*** Opening Exercise passage ***
Tea is one of the oldest drinks (used for almost 50 centuries in Asia) and – after water – the most common beverage people enjoy the world over (Mandel et al. 2008). Native to China, it comes from the evergreen plantCamellia sinensis. A cup of tea contains numerous compounds in varying quantities: vitamins, polyphenols, caffeine, fluoride, sugars, amino acids, proteins, minerals, chlorophyll and others (Zhao et al. 2013). Which tea is produced (white, green, oolong or black) depends on the subsequent processing of harvested Camellia leaves. Teas can be classified as non-fermented (green and white teas), semi-fermented (oolong tea), and fermented (black tea).
The health promoting effects of green tea are attributed to the rich antioxidant polyphenol content of its leaves (flavonols & catechins), making up c. 30% dry weight of a tea leaf, and exhibiting biochemical and pharmacological activities (Siddiqui et al. 2006). Recently, many of these beneficial effects were traced back to the most abundant catechin, EGCG (Wolfram 2007).
*** Closing Exercise passage ***
*** Opening Given information ***
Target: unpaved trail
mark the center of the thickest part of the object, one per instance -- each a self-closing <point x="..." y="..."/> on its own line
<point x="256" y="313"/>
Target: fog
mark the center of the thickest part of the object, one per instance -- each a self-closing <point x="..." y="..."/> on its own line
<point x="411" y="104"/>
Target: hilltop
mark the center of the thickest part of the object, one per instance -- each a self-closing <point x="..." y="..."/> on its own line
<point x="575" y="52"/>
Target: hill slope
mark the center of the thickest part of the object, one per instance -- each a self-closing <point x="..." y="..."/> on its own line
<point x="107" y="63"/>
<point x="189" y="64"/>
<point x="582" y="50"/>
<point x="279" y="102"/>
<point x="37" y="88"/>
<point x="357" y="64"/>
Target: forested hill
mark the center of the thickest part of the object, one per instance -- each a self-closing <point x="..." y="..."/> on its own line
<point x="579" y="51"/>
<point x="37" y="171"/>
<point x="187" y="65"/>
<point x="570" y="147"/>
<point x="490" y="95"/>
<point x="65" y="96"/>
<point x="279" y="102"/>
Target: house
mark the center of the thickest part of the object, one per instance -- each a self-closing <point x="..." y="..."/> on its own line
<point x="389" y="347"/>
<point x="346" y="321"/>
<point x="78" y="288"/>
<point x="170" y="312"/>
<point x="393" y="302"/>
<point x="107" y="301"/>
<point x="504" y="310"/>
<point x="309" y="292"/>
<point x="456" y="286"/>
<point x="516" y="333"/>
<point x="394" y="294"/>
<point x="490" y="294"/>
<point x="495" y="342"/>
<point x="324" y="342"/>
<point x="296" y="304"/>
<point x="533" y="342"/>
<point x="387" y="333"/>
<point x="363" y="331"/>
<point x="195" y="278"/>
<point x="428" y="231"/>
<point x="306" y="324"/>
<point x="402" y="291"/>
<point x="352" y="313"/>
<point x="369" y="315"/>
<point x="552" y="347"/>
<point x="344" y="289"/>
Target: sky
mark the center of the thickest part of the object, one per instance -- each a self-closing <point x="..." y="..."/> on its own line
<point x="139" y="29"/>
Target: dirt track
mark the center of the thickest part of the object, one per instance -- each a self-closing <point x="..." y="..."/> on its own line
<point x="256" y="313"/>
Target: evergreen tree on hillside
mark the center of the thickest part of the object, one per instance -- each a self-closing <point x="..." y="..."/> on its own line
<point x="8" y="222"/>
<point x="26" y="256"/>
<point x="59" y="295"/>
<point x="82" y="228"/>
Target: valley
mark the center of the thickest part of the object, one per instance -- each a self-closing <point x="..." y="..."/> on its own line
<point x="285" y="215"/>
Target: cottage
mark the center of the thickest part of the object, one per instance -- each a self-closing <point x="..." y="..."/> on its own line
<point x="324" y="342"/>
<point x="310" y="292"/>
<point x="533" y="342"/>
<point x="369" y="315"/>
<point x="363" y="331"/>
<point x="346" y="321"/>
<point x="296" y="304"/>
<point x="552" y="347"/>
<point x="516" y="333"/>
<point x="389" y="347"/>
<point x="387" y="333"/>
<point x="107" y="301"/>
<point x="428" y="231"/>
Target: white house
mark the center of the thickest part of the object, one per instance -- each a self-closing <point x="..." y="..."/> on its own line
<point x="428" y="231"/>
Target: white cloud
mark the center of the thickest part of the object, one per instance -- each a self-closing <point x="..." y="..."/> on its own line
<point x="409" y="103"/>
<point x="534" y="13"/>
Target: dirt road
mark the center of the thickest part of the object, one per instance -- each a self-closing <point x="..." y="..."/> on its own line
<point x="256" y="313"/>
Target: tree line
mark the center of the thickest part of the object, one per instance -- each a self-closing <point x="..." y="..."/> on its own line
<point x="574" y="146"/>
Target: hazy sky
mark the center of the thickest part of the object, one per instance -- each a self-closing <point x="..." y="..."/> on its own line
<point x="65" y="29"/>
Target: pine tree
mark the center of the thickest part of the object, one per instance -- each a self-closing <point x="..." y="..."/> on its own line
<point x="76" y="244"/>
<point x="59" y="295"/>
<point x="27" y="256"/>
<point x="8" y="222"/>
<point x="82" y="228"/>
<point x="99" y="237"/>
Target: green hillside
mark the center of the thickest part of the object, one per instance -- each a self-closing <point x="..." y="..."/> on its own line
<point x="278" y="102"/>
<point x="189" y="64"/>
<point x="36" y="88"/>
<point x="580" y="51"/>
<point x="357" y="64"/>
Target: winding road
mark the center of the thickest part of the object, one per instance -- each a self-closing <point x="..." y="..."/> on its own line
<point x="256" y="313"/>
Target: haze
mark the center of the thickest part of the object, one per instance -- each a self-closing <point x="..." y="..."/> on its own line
*** Closing Given information ***
§ **Explore the material**:
**a)** List every type of tea that the passage on tea names as produced from harvested Camellia leaves.
**b)** Answer these questions from the passage on tea:
(i) Which drink is more common than tea worldwide?
(ii) From which plant does tea come?
(iii) Which catechin is the most abundant?

§ **Responses**:
**a)** White, green, oolong, black

**b)**
(i) Water
(ii) The evergreen plant Camellia sinensis
(iii) EGCG